**The task**.
Look through the data below. Collect every line where the word "grey" occurs.

Dataset entries

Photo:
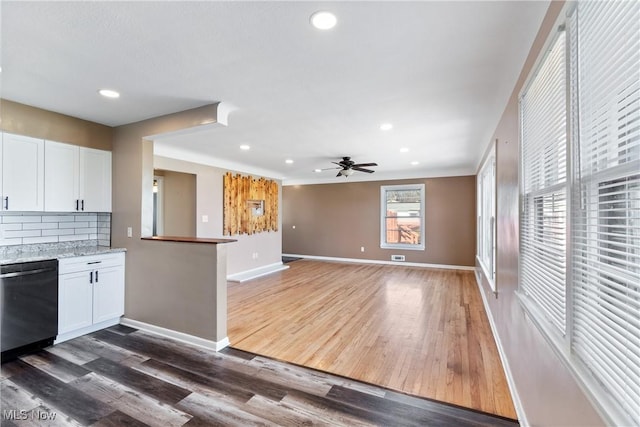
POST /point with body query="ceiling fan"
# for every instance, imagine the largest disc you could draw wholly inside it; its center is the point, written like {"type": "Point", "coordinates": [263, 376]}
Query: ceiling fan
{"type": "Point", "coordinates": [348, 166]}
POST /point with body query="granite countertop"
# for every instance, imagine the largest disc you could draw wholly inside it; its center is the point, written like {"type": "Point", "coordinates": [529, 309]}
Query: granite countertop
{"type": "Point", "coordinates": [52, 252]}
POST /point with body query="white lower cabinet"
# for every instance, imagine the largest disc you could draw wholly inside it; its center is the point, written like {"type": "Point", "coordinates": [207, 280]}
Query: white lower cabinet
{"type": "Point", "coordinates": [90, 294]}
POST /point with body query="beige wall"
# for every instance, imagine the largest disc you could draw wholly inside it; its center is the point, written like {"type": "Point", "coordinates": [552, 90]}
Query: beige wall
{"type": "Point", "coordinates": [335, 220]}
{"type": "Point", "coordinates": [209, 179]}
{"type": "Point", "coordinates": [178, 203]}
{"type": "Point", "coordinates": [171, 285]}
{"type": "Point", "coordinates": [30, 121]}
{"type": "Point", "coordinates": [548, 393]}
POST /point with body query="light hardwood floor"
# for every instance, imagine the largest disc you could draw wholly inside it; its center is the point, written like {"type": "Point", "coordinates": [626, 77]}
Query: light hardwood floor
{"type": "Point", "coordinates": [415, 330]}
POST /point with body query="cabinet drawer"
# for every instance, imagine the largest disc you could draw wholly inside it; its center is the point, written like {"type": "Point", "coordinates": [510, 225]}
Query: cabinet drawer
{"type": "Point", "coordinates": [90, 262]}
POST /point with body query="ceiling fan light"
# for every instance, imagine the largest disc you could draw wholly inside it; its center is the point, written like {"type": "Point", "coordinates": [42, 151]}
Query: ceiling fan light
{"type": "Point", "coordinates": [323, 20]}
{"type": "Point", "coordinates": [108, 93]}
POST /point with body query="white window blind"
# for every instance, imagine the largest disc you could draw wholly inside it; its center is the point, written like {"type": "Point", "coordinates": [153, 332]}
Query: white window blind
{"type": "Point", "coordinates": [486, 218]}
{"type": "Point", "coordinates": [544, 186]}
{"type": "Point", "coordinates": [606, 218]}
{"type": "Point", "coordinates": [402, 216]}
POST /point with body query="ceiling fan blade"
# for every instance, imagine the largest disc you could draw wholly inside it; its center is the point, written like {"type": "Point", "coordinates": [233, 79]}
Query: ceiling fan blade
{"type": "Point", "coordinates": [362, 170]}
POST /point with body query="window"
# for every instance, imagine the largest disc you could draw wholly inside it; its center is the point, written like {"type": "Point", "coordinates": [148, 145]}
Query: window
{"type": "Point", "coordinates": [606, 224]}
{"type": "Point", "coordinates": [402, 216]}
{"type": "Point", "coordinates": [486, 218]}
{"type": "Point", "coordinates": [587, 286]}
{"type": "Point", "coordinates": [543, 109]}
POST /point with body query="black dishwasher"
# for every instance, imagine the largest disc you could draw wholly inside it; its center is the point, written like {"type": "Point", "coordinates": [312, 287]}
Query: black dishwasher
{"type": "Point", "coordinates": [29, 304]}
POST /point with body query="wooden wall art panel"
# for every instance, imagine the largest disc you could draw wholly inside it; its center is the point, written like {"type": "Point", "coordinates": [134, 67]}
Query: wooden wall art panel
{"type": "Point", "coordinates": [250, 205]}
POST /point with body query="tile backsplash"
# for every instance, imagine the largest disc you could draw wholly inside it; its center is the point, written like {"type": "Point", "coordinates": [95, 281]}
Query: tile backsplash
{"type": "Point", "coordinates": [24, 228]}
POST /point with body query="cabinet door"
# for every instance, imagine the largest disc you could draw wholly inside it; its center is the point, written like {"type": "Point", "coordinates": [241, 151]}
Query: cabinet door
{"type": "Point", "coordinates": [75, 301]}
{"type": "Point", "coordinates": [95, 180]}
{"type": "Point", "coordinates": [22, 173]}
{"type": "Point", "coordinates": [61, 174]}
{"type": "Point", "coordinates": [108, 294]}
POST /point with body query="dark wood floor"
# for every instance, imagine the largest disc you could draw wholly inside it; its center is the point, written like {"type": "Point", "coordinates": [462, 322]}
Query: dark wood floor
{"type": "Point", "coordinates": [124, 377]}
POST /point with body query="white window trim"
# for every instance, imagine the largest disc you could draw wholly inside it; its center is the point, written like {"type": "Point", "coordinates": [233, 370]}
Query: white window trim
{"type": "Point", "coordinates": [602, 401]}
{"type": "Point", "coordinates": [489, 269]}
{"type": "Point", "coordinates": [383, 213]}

* * *

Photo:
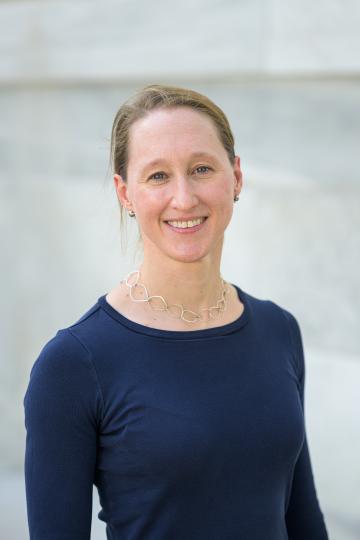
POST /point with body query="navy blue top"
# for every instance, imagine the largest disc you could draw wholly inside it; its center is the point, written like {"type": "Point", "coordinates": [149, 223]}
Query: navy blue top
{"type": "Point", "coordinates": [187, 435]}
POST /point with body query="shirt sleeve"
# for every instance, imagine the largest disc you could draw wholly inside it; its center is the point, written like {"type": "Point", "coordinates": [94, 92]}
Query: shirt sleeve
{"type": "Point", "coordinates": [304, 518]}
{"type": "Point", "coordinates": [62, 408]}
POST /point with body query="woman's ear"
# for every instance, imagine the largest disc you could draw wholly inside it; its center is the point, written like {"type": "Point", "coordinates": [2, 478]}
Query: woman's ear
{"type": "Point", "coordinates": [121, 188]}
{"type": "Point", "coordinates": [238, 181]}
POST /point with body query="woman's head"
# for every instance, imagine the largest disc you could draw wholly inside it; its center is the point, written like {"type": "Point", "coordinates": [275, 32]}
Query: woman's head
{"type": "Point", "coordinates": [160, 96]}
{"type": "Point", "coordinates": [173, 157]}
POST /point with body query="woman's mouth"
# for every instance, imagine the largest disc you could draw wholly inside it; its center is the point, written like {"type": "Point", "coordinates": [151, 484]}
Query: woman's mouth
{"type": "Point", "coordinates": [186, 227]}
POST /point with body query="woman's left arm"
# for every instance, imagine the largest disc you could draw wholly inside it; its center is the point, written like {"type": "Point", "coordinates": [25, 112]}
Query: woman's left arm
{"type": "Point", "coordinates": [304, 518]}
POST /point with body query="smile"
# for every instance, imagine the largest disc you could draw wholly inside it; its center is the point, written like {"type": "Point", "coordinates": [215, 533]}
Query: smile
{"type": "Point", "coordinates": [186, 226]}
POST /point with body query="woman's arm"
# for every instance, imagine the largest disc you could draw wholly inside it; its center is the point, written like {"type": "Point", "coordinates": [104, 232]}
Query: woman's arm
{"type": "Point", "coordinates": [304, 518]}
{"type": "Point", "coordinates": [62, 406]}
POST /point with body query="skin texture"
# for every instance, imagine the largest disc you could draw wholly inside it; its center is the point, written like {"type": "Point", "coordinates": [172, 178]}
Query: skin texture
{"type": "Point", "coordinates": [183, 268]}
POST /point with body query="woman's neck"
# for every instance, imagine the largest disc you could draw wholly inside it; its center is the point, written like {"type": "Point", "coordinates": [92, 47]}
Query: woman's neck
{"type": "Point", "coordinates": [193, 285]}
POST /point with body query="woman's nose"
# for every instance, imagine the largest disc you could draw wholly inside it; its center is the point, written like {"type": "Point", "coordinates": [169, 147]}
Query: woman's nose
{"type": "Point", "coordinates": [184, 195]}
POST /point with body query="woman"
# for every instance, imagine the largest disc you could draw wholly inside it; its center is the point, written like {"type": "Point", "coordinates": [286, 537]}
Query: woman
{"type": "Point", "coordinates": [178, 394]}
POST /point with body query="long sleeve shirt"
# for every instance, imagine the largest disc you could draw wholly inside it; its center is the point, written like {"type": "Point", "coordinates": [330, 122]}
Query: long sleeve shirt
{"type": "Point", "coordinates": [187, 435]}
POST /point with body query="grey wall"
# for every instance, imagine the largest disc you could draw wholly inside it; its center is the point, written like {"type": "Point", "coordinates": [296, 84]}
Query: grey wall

--

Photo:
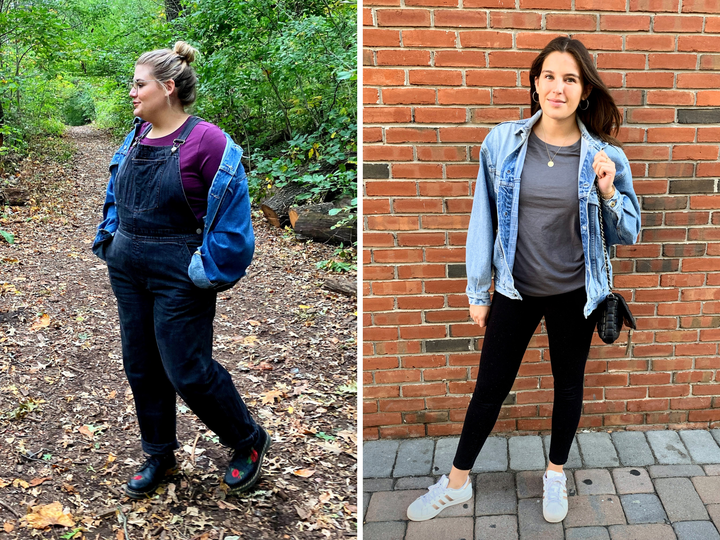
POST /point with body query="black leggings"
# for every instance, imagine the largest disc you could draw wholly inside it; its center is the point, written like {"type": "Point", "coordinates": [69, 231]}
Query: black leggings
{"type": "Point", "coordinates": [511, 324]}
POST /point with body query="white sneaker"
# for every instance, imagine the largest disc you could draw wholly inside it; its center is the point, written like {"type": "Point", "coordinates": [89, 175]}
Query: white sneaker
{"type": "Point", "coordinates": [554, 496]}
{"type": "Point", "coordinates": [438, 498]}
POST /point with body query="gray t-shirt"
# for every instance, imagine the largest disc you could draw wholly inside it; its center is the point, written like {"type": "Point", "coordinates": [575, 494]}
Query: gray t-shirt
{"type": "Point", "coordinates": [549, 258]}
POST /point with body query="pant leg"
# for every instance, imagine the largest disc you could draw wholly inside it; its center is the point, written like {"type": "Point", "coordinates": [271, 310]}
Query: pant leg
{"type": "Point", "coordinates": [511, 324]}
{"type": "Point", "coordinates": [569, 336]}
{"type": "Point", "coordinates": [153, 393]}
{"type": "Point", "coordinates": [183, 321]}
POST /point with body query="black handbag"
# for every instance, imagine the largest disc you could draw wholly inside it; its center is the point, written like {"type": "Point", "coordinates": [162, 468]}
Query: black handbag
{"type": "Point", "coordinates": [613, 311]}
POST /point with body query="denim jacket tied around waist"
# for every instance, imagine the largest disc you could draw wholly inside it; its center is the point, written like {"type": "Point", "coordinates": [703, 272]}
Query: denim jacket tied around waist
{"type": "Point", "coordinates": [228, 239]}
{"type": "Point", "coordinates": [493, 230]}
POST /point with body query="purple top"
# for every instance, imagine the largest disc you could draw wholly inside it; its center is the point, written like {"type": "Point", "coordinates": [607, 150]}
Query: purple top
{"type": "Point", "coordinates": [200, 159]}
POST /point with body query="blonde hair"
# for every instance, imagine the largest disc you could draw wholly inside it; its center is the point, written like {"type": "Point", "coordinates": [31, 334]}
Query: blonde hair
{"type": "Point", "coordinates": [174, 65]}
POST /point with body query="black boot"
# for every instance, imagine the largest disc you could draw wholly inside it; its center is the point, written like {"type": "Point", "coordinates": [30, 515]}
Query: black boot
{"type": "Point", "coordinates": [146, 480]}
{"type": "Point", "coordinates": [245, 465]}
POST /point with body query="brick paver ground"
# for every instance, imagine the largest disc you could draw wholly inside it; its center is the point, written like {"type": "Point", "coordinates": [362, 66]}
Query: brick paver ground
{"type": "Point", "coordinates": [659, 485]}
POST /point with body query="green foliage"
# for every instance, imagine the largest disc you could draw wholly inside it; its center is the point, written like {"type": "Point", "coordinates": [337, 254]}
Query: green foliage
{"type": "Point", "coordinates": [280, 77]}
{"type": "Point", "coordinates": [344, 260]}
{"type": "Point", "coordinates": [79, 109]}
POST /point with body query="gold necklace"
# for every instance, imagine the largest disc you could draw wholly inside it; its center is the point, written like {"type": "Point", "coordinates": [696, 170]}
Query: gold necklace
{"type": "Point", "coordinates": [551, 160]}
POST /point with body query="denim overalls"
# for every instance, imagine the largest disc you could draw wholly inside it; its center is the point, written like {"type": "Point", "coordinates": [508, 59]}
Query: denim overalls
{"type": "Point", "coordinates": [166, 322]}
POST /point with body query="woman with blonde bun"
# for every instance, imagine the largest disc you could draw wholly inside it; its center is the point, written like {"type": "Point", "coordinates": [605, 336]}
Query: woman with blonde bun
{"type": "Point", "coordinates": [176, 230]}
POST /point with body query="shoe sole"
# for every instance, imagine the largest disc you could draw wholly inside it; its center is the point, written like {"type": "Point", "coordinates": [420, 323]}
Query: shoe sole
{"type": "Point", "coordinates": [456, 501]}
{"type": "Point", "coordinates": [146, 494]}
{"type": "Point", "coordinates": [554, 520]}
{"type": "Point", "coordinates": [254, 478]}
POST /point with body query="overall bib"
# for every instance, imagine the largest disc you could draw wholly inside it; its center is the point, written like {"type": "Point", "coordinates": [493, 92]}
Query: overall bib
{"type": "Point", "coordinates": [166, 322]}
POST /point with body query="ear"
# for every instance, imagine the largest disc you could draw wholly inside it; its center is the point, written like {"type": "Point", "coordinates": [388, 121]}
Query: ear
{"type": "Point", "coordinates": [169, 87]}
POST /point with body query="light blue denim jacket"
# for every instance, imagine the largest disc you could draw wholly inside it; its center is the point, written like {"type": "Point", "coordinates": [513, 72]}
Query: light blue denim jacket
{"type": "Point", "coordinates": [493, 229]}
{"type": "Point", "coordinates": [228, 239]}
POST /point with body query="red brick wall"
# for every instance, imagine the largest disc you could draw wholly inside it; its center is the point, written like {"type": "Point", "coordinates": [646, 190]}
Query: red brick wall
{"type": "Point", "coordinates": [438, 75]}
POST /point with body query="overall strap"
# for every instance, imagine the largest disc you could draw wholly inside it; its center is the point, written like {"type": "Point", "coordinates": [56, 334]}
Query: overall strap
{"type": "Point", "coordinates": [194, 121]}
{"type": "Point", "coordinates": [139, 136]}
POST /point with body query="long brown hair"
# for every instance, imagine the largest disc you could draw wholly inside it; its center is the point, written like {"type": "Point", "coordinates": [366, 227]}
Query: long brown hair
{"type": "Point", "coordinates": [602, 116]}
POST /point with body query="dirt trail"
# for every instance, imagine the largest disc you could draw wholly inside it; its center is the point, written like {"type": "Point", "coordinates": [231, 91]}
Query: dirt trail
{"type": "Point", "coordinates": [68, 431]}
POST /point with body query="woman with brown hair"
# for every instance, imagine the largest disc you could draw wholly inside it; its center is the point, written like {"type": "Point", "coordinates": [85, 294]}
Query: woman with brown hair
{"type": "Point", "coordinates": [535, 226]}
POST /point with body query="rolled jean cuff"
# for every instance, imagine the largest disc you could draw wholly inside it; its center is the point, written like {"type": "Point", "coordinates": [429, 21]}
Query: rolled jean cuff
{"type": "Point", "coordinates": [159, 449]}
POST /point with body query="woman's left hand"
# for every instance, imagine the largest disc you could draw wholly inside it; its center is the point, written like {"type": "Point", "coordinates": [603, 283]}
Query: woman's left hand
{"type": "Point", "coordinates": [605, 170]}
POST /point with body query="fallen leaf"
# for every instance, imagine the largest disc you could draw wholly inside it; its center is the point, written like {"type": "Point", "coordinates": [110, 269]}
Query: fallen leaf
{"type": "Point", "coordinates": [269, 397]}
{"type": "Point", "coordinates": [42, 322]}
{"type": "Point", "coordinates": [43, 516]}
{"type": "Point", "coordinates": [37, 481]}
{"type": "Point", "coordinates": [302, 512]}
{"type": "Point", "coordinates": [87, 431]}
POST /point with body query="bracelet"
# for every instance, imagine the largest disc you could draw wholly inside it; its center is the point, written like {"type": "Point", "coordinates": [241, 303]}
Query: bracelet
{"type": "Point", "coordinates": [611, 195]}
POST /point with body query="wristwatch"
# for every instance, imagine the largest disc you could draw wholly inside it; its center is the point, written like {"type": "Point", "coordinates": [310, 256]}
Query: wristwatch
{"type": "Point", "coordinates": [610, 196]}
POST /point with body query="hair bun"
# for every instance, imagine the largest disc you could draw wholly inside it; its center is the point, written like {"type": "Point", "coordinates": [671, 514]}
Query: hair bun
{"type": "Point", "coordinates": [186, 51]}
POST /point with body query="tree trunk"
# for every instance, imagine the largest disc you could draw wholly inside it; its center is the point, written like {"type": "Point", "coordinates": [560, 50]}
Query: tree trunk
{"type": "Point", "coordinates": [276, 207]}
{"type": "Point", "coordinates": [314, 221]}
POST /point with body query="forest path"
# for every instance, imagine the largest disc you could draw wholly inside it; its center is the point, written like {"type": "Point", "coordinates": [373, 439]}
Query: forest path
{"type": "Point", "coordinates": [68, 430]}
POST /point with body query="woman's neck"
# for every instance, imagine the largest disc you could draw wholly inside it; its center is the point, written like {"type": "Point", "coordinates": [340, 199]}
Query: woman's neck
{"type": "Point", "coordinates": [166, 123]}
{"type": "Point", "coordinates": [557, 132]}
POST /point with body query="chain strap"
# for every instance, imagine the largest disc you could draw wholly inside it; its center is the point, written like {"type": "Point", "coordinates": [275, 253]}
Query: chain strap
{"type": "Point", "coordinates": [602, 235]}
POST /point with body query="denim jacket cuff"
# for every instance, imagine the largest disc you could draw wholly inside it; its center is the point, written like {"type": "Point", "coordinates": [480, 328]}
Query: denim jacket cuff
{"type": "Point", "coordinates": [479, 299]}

**Exercise solution**.
POST /point with body query="grey wall"
Query: grey wall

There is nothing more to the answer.